Supplied text

■ ■ ■

There’s more to the Old English Sheepdog (OES) than meets the eye. For starters, the breed originated around 200 years ago, which means these fluffy dogs aren’t particularly old compared to ancient canine breeds. And while the OES likely hails from the west of England, the Old English Sheepdog Club of America (OESCA) says the breed’s ancestry could include dogs from Scotland and even Russia. Finally, the Old English Sheepdog’s original duties weren’t limited to sheep: These woolly work dogs were employed to move both sheep and cattle from the farm to the local market.
But when it comes to their appearance and demeanor, the OES is largely as advertised. With a body like a panda covered in shag carpet—and a head reminiscent of the Truffula tree from Dr. Seuss’s The Lorax—the dogs are as jolly and playful as they look. Just don’t let the Old English Sheepdog’s size (60–100 pounds) fool you into thinking the breed is content to laze the day away. These gentle giants were bred to work and need plenty of mental and physical exercise to stay healthy and happy.

■ ■ ■

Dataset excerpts
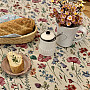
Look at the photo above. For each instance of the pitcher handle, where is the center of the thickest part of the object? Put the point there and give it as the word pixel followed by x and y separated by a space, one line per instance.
pixel 83 29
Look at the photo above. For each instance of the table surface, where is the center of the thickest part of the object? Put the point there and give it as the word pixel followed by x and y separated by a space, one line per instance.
pixel 47 73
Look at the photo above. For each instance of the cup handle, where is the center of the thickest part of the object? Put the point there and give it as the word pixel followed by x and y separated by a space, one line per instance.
pixel 83 29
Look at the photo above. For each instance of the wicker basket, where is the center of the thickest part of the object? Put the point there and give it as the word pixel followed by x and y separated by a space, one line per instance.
pixel 19 40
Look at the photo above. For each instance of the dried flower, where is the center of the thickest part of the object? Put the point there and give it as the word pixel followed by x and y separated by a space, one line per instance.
pixel 69 14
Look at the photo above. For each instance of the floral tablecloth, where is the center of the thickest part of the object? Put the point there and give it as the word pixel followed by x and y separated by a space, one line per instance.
pixel 67 69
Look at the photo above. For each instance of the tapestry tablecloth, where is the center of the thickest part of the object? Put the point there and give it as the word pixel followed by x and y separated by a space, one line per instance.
pixel 67 69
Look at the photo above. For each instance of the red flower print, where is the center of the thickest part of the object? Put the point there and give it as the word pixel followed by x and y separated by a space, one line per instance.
pixel 36 10
pixel 73 59
pixel 83 50
pixel 42 19
pixel 22 46
pixel 33 71
pixel 21 86
pixel 42 58
pixel 4 10
pixel 36 1
pixel 41 65
pixel 88 53
pixel 70 80
pixel 88 64
pixel 70 87
pixel 2 82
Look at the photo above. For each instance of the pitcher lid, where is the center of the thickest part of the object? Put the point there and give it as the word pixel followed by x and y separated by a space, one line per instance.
pixel 48 36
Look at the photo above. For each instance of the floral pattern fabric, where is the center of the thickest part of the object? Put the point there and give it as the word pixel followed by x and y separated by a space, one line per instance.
pixel 67 69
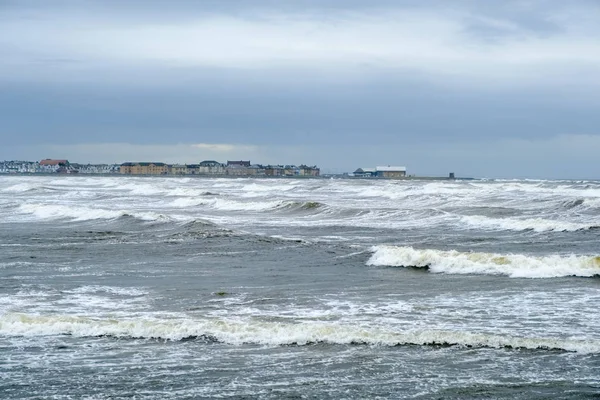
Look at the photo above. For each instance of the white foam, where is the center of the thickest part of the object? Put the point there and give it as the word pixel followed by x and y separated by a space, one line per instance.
pixel 513 265
pixel 271 333
pixel 79 213
pixel 121 291
pixel 20 188
pixel 535 224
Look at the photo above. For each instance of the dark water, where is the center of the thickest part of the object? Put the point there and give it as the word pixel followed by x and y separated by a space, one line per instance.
pixel 241 288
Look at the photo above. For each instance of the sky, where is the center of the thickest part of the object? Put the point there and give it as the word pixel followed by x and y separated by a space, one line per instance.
pixel 496 89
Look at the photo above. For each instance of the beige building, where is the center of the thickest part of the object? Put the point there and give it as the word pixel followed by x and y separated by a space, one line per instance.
pixel 144 168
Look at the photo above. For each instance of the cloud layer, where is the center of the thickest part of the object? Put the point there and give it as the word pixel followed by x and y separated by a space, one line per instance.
pixel 382 79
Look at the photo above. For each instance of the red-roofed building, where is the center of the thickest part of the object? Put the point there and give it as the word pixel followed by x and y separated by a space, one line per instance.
pixel 50 162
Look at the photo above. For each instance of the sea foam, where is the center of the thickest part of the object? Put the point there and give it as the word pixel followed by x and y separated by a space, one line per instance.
pixel 238 332
pixel 512 265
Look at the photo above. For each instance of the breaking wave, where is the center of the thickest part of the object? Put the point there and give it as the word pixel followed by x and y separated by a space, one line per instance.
pixel 272 333
pixel 530 224
pixel 512 265
pixel 78 213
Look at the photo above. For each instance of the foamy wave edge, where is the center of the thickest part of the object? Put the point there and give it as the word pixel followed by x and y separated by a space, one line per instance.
pixel 79 213
pixel 512 265
pixel 272 333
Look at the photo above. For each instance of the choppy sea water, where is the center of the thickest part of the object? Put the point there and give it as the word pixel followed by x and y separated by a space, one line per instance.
pixel 125 287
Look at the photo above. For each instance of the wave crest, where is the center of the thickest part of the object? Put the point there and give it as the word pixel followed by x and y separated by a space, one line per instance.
pixel 272 333
pixel 512 265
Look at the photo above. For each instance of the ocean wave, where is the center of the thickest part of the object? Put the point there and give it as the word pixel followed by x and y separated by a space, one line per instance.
pixel 272 333
pixel 527 224
pixel 512 265
pixel 79 213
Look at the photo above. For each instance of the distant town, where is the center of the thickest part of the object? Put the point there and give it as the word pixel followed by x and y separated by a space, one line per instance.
pixel 204 168
pixel 209 167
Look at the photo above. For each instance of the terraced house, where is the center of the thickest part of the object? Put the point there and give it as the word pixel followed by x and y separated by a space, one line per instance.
pixel 144 168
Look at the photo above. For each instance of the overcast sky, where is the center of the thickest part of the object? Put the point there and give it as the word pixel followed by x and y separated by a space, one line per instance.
pixel 479 88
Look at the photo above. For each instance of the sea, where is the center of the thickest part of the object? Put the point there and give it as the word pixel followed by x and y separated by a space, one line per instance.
pixel 123 287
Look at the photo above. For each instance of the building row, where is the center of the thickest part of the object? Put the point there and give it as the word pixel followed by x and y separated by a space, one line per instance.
pixel 211 167
pixel 50 166
pixel 380 172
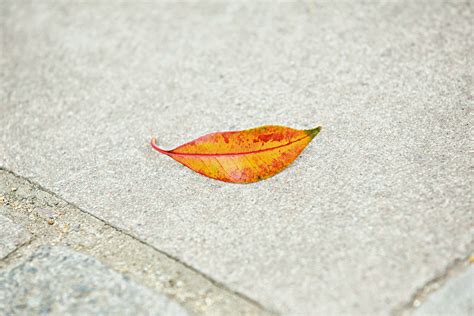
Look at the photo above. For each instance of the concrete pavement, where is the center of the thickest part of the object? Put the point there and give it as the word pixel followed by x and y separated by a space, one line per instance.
pixel 377 206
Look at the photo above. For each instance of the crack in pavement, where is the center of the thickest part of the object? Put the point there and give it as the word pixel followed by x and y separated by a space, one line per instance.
pixel 231 299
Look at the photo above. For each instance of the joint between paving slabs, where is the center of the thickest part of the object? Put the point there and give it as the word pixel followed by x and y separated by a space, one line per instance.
pixel 53 221
pixel 419 297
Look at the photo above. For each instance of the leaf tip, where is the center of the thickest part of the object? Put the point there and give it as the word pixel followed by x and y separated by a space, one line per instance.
pixel 155 146
pixel 313 132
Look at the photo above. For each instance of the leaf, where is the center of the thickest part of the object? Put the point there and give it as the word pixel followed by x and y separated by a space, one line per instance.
pixel 242 156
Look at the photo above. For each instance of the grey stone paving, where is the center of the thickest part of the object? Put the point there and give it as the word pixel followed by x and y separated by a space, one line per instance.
pixel 11 235
pixel 456 297
pixel 59 281
pixel 374 208
pixel 51 221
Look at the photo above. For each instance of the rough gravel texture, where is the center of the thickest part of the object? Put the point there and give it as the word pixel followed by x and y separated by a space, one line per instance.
pixel 11 235
pixel 375 207
pixel 59 281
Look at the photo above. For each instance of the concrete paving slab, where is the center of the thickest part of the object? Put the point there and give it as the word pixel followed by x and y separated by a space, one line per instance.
pixel 52 221
pixel 375 207
pixel 60 281
pixel 11 235
pixel 456 297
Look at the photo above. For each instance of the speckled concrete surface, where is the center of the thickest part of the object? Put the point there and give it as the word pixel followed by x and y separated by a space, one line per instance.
pixel 60 281
pixel 375 207
pixel 456 297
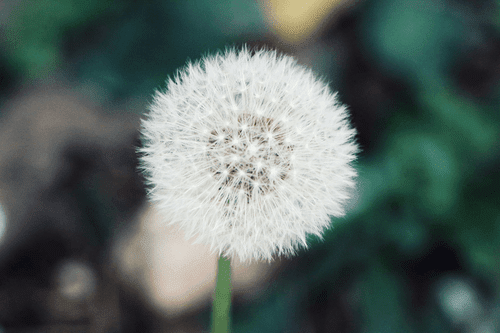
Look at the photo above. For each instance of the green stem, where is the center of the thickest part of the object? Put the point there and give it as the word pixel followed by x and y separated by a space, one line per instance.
pixel 222 300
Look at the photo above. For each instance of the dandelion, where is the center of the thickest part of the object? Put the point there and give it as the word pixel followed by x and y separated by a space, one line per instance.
pixel 248 153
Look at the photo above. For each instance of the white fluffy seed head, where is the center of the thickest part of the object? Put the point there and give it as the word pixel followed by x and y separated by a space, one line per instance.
pixel 249 152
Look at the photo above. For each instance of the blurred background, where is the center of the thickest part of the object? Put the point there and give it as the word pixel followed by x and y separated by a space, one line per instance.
pixel 81 250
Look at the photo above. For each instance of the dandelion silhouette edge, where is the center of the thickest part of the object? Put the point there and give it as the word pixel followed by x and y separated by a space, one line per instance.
pixel 248 152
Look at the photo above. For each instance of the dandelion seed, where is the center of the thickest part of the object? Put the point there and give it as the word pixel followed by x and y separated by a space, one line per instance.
pixel 269 170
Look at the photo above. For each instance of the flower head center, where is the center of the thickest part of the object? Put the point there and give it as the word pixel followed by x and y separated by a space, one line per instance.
pixel 249 157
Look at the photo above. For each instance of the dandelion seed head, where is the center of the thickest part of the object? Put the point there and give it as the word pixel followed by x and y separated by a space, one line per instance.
pixel 249 153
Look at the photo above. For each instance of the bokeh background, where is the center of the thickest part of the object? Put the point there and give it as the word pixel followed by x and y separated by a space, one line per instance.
pixel 81 250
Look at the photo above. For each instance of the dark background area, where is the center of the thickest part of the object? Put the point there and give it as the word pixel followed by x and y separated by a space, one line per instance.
pixel 419 248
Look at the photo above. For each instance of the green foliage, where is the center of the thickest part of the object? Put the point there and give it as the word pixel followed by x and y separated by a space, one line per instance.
pixel 433 179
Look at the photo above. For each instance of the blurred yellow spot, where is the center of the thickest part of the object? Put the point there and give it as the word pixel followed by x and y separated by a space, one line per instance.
pixel 296 20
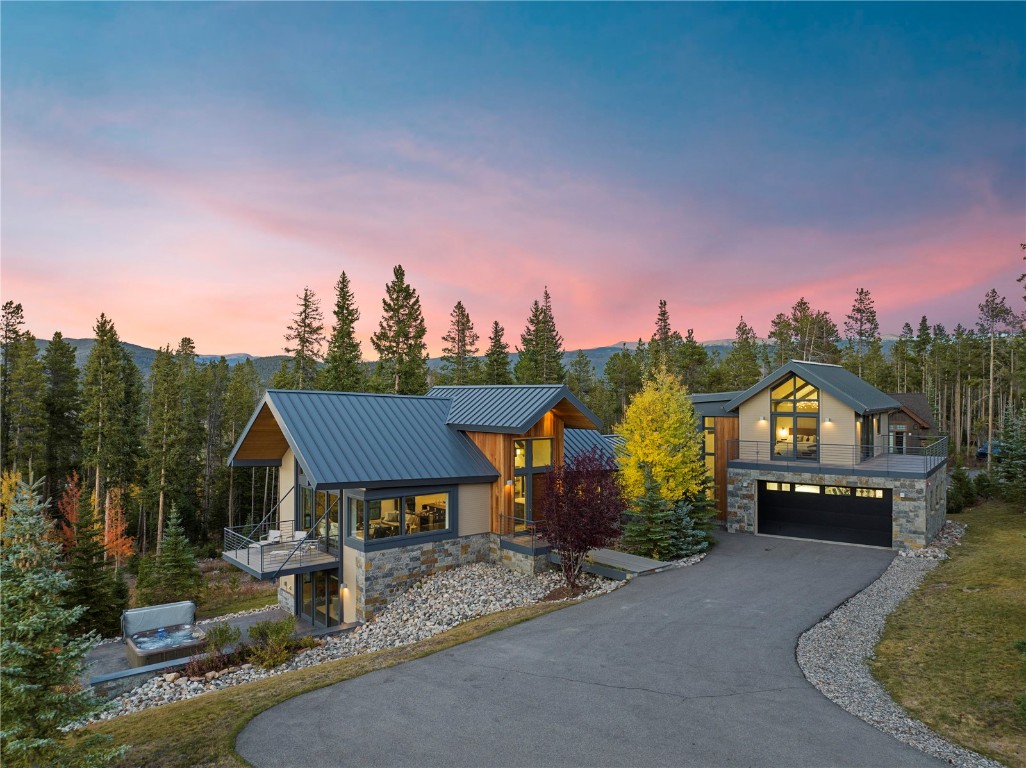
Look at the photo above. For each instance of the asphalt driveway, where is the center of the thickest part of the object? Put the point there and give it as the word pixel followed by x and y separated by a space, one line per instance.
pixel 691 667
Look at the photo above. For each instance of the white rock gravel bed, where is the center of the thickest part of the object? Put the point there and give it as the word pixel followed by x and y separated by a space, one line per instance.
pixel 834 654
pixel 428 608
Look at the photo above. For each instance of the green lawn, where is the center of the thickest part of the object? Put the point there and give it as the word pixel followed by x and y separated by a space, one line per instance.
pixel 947 653
pixel 201 731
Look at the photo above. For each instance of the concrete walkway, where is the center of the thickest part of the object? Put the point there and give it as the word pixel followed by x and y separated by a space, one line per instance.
pixel 687 667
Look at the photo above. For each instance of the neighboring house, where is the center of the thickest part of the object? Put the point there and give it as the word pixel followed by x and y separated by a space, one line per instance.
pixel 379 491
pixel 809 452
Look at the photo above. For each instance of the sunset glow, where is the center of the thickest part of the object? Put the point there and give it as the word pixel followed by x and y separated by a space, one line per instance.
pixel 189 168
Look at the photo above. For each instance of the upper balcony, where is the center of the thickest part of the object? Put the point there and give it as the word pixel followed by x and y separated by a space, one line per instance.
pixel 271 550
pixel 861 460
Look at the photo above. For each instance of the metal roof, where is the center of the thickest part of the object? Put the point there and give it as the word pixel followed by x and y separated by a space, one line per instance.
pixel 713 404
pixel 579 442
pixel 350 440
pixel 512 409
pixel 861 396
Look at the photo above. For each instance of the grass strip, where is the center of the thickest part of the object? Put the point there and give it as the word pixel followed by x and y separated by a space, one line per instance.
pixel 947 653
pixel 201 731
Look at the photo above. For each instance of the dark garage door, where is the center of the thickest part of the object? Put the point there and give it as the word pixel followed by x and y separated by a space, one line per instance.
pixel 860 516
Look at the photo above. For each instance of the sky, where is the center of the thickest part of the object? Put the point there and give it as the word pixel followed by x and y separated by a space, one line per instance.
pixel 189 168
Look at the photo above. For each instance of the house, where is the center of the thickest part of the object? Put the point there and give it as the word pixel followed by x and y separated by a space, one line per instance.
pixel 810 452
pixel 379 491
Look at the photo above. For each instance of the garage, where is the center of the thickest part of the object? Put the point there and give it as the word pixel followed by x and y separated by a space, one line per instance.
pixel 827 513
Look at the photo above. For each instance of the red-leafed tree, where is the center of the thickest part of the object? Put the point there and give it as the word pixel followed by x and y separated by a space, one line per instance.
pixel 582 503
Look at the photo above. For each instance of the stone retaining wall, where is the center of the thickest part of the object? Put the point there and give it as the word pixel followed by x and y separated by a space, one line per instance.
pixel 384 574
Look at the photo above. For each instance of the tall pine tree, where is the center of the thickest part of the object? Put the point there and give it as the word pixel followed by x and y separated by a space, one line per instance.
pixel 304 340
pixel 63 403
pixel 497 359
pixel 42 660
pixel 460 365
pixel 541 353
pixel 402 354
pixel 343 369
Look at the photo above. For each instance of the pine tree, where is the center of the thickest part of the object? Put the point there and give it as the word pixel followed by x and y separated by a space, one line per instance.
pixel 460 365
pixel 91 581
pixel 741 366
pixel 581 377
pixel 11 320
pixel 402 356
pixel 172 574
pixel 112 395
pixel 307 333
pixel 497 359
pixel 343 369
pixel 862 330
pixel 63 404
pixel 649 528
pixel 541 354
pixel 42 661
pixel 163 438
pixel 26 412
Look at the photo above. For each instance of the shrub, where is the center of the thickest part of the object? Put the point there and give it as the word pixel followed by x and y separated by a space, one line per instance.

■ ■ ■

Instructions to follow
Continue the Old English Sheepdog text from its last sentence.

Result of the exercise
Caring for an Old English Sheepdog
The OESCA describes the breed as a “hardy, intelligent herding dog” with a “happy, rough-and-tumble disposition.” Though they were bred to work, Old English Sheepdogs make excellent family companions and can thrive indoors with daily opportunities to stretch their mind and body. While they are loving to family members of all ages, the breed may need time to warm up to people and other animals they don’t know.
The Old English Sheepdog’s incredible shaggy coat is a source of both allure and hesitation for potential pet parents. The OESCA says grooming needn’t be a deterrent, but you do need to set aside a minimum of three or four hours a week to keep their fur free from debris and matting.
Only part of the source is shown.